Take each line below that has "tofu" and copy it.
EXTRACTED ENTRIES Block Start
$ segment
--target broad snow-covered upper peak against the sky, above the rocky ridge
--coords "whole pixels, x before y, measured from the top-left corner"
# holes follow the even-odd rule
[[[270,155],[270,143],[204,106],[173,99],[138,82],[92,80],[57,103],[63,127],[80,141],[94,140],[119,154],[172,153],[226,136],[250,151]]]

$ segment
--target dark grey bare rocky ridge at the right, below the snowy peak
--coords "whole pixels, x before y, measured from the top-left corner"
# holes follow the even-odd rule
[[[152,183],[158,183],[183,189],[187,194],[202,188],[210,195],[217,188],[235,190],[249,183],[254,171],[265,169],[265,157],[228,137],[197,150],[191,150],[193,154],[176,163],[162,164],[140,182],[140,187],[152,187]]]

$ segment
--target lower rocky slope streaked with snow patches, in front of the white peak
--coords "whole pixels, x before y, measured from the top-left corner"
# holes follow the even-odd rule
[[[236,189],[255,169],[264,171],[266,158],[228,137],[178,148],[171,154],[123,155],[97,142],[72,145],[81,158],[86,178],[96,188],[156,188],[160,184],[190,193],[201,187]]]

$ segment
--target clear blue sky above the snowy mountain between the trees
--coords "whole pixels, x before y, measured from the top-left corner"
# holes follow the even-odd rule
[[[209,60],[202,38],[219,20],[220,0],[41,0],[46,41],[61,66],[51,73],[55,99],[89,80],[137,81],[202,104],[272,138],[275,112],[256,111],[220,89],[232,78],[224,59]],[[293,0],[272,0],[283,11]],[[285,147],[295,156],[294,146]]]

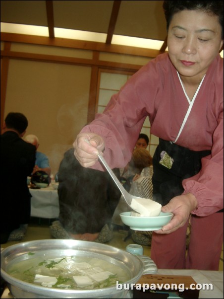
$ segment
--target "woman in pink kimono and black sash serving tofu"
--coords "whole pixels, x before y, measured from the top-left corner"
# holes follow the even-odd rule
[[[153,233],[158,268],[218,270],[223,244],[223,1],[164,1],[168,53],[113,95],[73,146],[84,167],[103,170],[131,158],[142,125],[160,143],[153,157],[153,196],[172,212]],[[85,142],[85,139],[90,144]],[[187,257],[186,230],[191,216]]]

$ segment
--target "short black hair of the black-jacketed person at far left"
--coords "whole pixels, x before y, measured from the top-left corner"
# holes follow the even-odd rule
[[[23,133],[28,126],[27,118],[19,112],[9,112],[4,121],[8,129],[14,129],[20,134]]]

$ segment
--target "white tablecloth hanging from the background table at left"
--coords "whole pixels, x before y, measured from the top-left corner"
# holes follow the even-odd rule
[[[59,204],[57,190],[52,186],[41,189],[30,189],[31,217],[57,218],[59,215]]]

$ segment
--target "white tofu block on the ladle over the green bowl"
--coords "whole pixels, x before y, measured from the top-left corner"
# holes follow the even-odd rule
[[[131,208],[140,213],[142,217],[154,217],[160,214],[162,206],[148,198],[133,198]]]

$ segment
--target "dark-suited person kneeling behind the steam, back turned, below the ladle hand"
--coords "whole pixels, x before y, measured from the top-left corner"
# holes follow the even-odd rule
[[[113,169],[119,177],[119,169]],[[120,191],[108,172],[84,168],[65,152],[57,173],[59,221],[50,227],[56,238],[98,241],[112,239],[111,219]]]

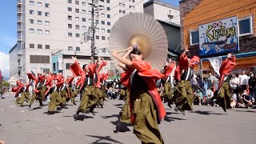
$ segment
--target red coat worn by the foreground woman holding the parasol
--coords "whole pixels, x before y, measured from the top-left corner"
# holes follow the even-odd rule
[[[132,61],[132,66],[134,69],[138,71],[138,75],[143,78],[143,80],[146,82],[148,93],[150,94],[150,97],[153,99],[155,106],[157,106],[158,109],[158,120],[159,122],[162,121],[162,119],[166,116],[166,110],[162,104],[162,100],[160,98],[160,94],[158,93],[158,90],[155,85],[155,79],[164,78],[164,75],[161,74],[157,70],[151,70],[150,63],[143,62],[143,61]],[[134,69],[127,70],[126,72],[121,74],[121,82],[122,85],[126,86],[128,90],[130,91],[130,74],[133,73]],[[134,123],[134,114],[132,112],[134,105],[134,99],[132,96],[130,96],[130,110],[131,110],[131,122]]]

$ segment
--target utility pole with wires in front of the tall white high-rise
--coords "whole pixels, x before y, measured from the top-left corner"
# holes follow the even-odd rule
[[[91,10],[91,25],[90,28],[88,29],[88,31],[84,34],[84,38],[82,39],[81,44],[87,41],[91,41],[90,44],[90,53],[91,53],[91,57],[94,58],[94,62],[96,60],[96,47],[95,47],[95,29],[98,25],[98,11],[99,10],[103,10],[101,7],[102,6],[98,6],[98,0],[92,0],[92,3],[89,3],[89,5],[91,5],[92,10]]]

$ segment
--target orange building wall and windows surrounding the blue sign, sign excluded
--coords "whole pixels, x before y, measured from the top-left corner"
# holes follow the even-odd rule
[[[246,69],[255,72],[256,66],[256,1],[254,0],[182,0],[180,1],[181,14],[181,39],[182,47],[189,46],[190,52],[199,55],[200,58],[214,58],[222,56],[226,58],[227,52],[218,50],[216,53],[202,55],[202,44],[199,42],[202,35],[202,26],[210,22],[217,22],[222,26],[226,26],[226,22],[222,20],[226,18],[236,18],[233,22],[237,26],[236,37],[238,40],[238,50],[231,50],[232,54],[237,57],[236,70]],[[220,23],[218,23],[220,22]],[[216,32],[216,31],[215,31]],[[201,34],[200,34],[201,33]],[[220,31],[219,34],[222,34]],[[218,30],[217,34],[218,35]],[[232,35],[232,34],[230,34]],[[230,35],[226,35],[226,42],[231,41]],[[225,38],[225,37],[224,37]],[[233,39],[234,40],[234,39]],[[232,41],[233,41],[232,40]],[[218,42],[225,42],[219,40]],[[210,42],[205,42],[208,44]],[[213,42],[211,42],[212,44]],[[215,43],[214,43],[215,44]],[[214,45],[213,44],[213,45]],[[223,43],[222,43],[223,44]],[[217,44],[216,44],[217,45]],[[222,46],[225,47],[225,44]],[[226,45],[227,46],[227,45]],[[226,49],[225,47],[225,50]],[[208,61],[203,61],[203,70],[212,70]]]

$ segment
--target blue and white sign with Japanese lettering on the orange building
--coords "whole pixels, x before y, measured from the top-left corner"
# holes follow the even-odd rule
[[[198,27],[200,56],[239,50],[237,16]]]

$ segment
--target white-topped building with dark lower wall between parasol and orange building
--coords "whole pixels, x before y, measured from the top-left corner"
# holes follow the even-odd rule
[[[180,13],[178,6],[150,0],[144,3],[144,13],[150,14],[162,25],[168,40],[168,56],[178,58],[181,52]]]

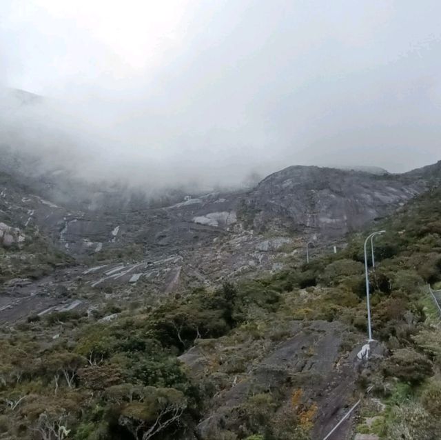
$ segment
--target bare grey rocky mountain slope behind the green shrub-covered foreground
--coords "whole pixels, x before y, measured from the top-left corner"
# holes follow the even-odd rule
[[[94,186],[89,187],[92,205],[67,194],[63,203],[55,203],[49,197],[57,183],[65,182],[63,174],[45,175],[42,185],[41,177],[28,174],[21,179],[22,168],[8,169],[14,163],[3,161],[0,174],[3,247],[14,244],[20,249],[23,237],[28,237],[26,246],[45,237],[53,250],[28,252],[26,257],[32,267],[45,268],[42,275],[48,273],[45,255],[61,252],[65,257],[51,261],[59,266],[65,261],[72,266],[74,261],[66,271],[81,274],[85,286],[116,290],[121,286],[124,292],[136,292],[137,286],[173,292],[271,273],[292,257],[303,261],[307,241],[313,241],[311,252],[331,252],[333,246],[343,246],[345,234],[400,208],[440,175],[440,163],[381,176],[292,166],[252,190],[187,194],[181,200],[176,192],[172,199],[156,200],[157,207],[142,197],[136,204],[134,192],[115,188],[115,199],[108,203]],[[81,192],[88,188],[71,180],[73,194],[76,183]],[[130,203],[125,194],[131,194]],[[20,265],[9,261],[8,272],[3,273],[10,279],[22,277]],[[49,282],[57,279],[55,273]],[[35,284],[32,291],[39,290]]]

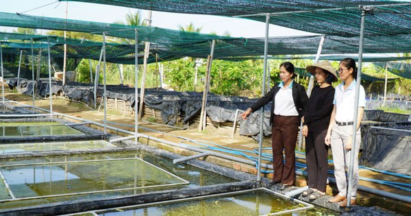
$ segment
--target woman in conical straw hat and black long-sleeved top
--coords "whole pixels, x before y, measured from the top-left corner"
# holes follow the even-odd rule
[[[312,89],[308,99],[306,115],[303,121],[303,136],[306,136],[306,161],[308,173],[308,189],[303,191],[303,197],[310,195],[314,201],[325,195],[328,175],[328,145],[325,135],[329,119],[334,107],[335,89],[332,82],[338,81],[336,70],[325,60],[308,66],[307,71],[315,76],[318,86]]]

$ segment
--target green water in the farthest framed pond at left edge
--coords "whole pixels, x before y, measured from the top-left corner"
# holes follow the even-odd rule
[[[53,136],[80,135],[78,130],[56,123],[1,123],[0,137],[6,136]]]

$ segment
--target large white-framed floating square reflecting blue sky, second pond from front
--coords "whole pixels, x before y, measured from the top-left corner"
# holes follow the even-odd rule
[[[190,182],[140,158],[82,160],[58,163],[0,166],[0,176],[10,199],[86,195],[155,187],[172,187]]]

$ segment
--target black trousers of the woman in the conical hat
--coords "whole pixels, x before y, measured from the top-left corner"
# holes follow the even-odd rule
[[[306,160],[308,187],[325,192],[328,173],[328,145],[324,133],[308,132],[306,137]]]

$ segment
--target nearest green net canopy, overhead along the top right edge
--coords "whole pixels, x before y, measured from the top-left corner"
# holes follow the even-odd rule
[[[118,5],[185,14],[210,14],[221,16],[247,16],[247,19],[265,22],[271,13],[270,23],[327,35],[358,36],[360,34],[360,5],[373,6],[366,15],[365,35],[396,35],[411,33],[411,7],[409,1],[388,0],[61,0]]]

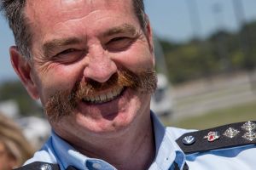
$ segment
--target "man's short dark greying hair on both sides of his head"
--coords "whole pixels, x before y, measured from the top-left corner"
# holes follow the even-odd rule
[[[148,18],[145,14],[143,0],[132,0],[132,2],[140,26],[145,31]],[[32,31],[24,13],[25,6],[26,0],[2,0],[0,8],[14,33],[15,43],[20,54],[25,59],[32,59]]]

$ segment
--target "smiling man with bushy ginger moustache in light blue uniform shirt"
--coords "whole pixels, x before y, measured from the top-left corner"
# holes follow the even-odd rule
[[[236,145],[215,131],[183,135],[150,113],[154,47],[142,0],[2,2],[17,45],[10,48],[12,65],[32,98],[41,99],[53,129],[20,169],[255,167],[253,140],[218,150]],[[234,132],[227,136],[236,139]]]

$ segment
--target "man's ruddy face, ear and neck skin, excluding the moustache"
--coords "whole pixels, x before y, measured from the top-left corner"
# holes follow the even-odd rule
[[[25,12],[32,27],[33,59],[26,61],[15,47],[10,54],[32,98],[41,99],[47,109],[58,92],[72,96],[77,82],[105,87],[82,94],[59,120],[50,121],[49,116],[55,133],[85,156],[118,169],[148,168],[154,160],[149,109],[154,90],[104,85],[119,71],[154,72],[152,31],[149,23],[142,30],[132,1],[28,0]]]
EXTRACTED ENTRIES Block End
SOLUTION FOR THIS TASK
--target "woman in pink kimono and black sash serving tofu"
--target "white tofu block on the ladle over the green bowl"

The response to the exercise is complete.